▶ **Request**: Write out every one of the entries below word for word, omitting the images from your reproduction.

---------- The records

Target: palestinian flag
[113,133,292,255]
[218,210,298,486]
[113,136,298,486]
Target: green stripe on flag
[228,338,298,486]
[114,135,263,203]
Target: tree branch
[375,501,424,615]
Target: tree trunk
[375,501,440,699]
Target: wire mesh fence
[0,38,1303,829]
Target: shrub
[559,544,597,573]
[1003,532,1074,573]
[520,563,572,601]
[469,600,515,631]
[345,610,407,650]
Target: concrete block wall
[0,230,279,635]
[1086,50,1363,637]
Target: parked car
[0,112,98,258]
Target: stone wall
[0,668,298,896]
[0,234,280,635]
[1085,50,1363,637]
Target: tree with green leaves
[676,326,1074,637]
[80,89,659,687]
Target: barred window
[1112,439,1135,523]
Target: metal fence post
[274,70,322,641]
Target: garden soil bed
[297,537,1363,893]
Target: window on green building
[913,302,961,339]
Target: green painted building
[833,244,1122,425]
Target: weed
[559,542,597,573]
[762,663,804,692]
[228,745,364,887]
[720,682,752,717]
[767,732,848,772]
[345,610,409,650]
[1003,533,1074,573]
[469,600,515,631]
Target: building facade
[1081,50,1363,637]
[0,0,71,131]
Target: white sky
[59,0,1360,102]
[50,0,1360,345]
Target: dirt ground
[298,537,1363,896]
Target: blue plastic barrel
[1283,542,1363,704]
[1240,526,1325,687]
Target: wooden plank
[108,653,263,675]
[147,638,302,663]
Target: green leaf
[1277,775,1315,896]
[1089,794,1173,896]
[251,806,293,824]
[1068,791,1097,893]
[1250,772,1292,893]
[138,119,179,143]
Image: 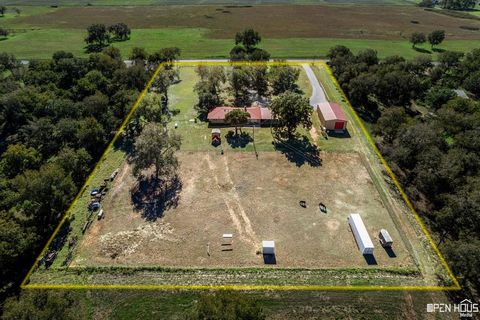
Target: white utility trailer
[348,213,373,254]
[262,240,275,254]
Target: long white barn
[348,213,373,254]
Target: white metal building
[348,213,373,254]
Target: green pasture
[0,27,478,59]
[0,0,418,6]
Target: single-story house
[317,102,347,131]
[207,106,274,125]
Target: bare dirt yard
[73,152,412,268]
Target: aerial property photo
[27,61,454,289]
[0,0,480,320]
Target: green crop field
[1,0,418,6]
[0,5,480,59]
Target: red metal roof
[207,106,272,120]
[318,102,347,121]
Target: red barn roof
[318,102,347,121]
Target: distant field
[0,28,478,59]
[5,0,418,6]
[4,5,480,40]
[0,5,480,59]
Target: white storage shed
[262,240,275,254]
[348,213,373,254]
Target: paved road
[302,64,328,109]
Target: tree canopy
[271,91,313,138]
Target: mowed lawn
[0,5,480,59]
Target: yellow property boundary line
[20,60,461,291]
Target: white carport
[348,213,373,254]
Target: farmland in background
[0,5,480,59]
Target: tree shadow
[413,47,432,54]
[113,135,135,156]
[225,131,253,148]
[272,135,322,167]
[131,175,182,221]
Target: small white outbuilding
[348,213,373,254]
[262,240,275,254]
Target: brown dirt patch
[75,152,411,268]
[12,5,480,39]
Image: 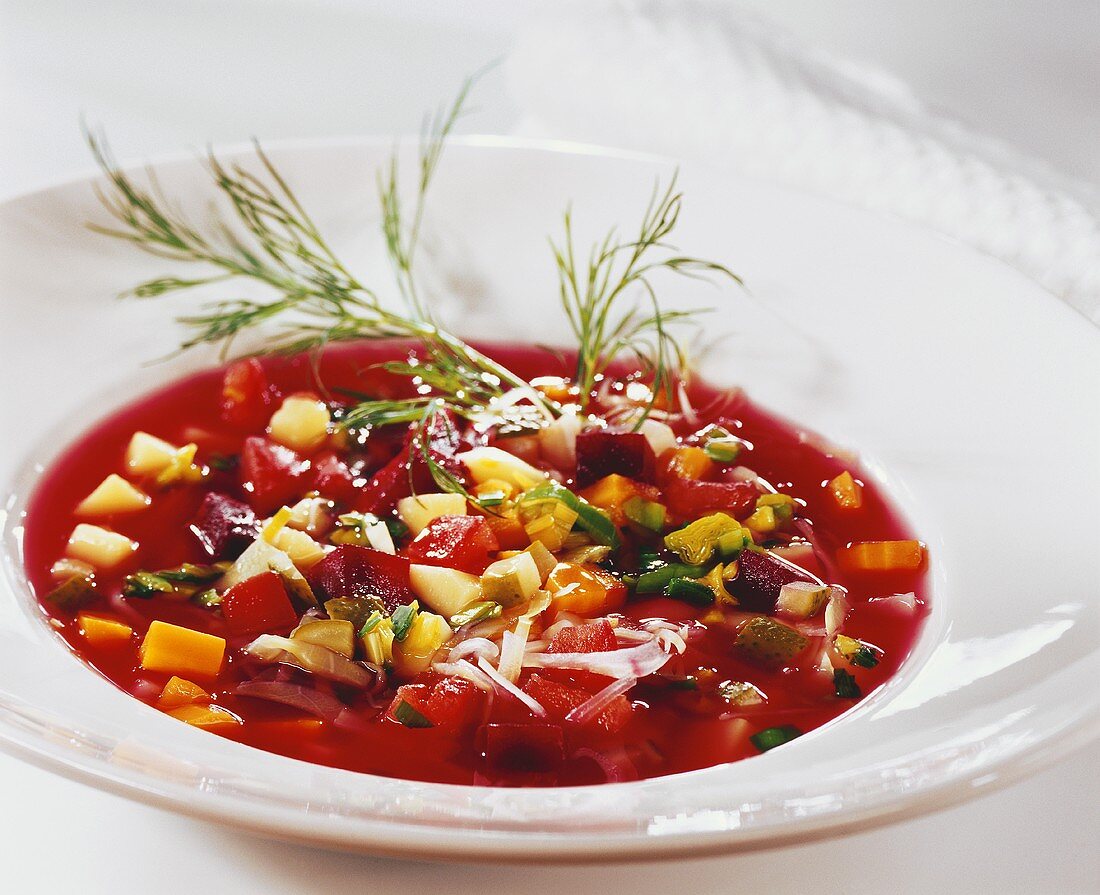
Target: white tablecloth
[0,0,1100,895]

--------------------

▶ **Final result**:
Target: palestinian flag
[113,133,292,255]
[218,210,298,486]
[113,136,298,486]
Target: green stripe on flag
[228,338,298,486]
[114,135,263,203]
Target: tree branch
[375,501,424,615]
Target: tree trunk
[375,501,440,699]
Target: wire mesh fence
[0,38,1303,829]
Target: shrub
[559,544,597,573]
[1003,532,1074,573]
[520,563,572,601]
[469,600,515,631]
[345,610,407,650]
Target: concrete block wall
[0,230,279,635]
[1086,50,1363,637]
Target: parked car
[0,112,98,258]
Target: stone wall
[0,668,298,896]
[0,234,280,635]
[1085,50,1363,637]
Target: tree with green leaves
[676,326,1074,637]
[80,89,659,687]
Target: barred window
[1112,439,1135,523]
Target: metal fence post
[274,70,322,641]
Target: garden soil bed
[297,537,1363,893]
Target: window on green building
[913,302,961,339]
Target: green painted building
[833,244,1122,425]
Target: weed
[559,542,597,573]
[762,663,804,692]
[228,745,364,887]
[720,682,752,717]
[767,732,848,772]
[345,610,409,650]
[1003,533,1074,573]
[469,600,515,631]
Target: building facade
[1081,50,1363,637]
[0,0,71,131]
Target: white sky
[59,0,1360,102]
[50,0,1360,345]
Target: dirt ground
[298,537,1363,896]
Target: blue plastic barrel
[1283,542,1363,704]
[1240,526,1325,687]
Target: wooden plank
[108,653,263,675]
[147,638,302,663]
Target: green leaf
[1277,775,1315,896]
[1089,794,1173,896]
[251,806,293,824]
[1068,791,1097,893]
[1250,772,1292,893]
[138,119,179,143]
Image: 
Target: white utility trailer
[348,213,373,254]
[262,240,275,254]
Target: long white barn
[348,213,373,254]
Target: white metal building
[348,213,373,254]
Target: green pasture
[0,27,478,59]
[0,0,418,6]
Target: single-story house
[317,102,347,131]
[207,106,274,125]
Target: bare dirt yard
[73,152,412,268]
Target: aerial property photo
[27,61,454,289]
[0,0,480,320]
Target: green crop field
[1,0,418,6]
[0,5,480,59]
Target: red metal roof
[207,106,272,120]
[318,102,347,121]
Target: red barn roof
[318,102,347,121]
Target: distant field
[0,28,478,59]
[5,0,418,6]
[4,5,480,40]
[0,5,480,59]
Target: white storage shed
[262,240,275,254]
[348,213,373,254]
Target: paved road
[302,64,328,109]
Target: tree canopy
[271,91,313,138]
Target: mowed lawn
[0,5,480,59]
Target: yellow property boundary line
[20,60,461,291]
Target: white carport
[348,213,373,254]
Target: farmland in background
[0,5,480,59]
Target: tree shadow
[413,47,432,54]
[113,135,135,156]
[225,131,253,148]
[272,135,322,167]
[131,175,182,221]
Target: small white outbuilding
[348,213,373,254]
[262,240,275,254]
Target: brown dirt patch
[75,152,411,268]
[12,5,480,39]
Image: 
Target: white tablecloth
[0,0,1100,895]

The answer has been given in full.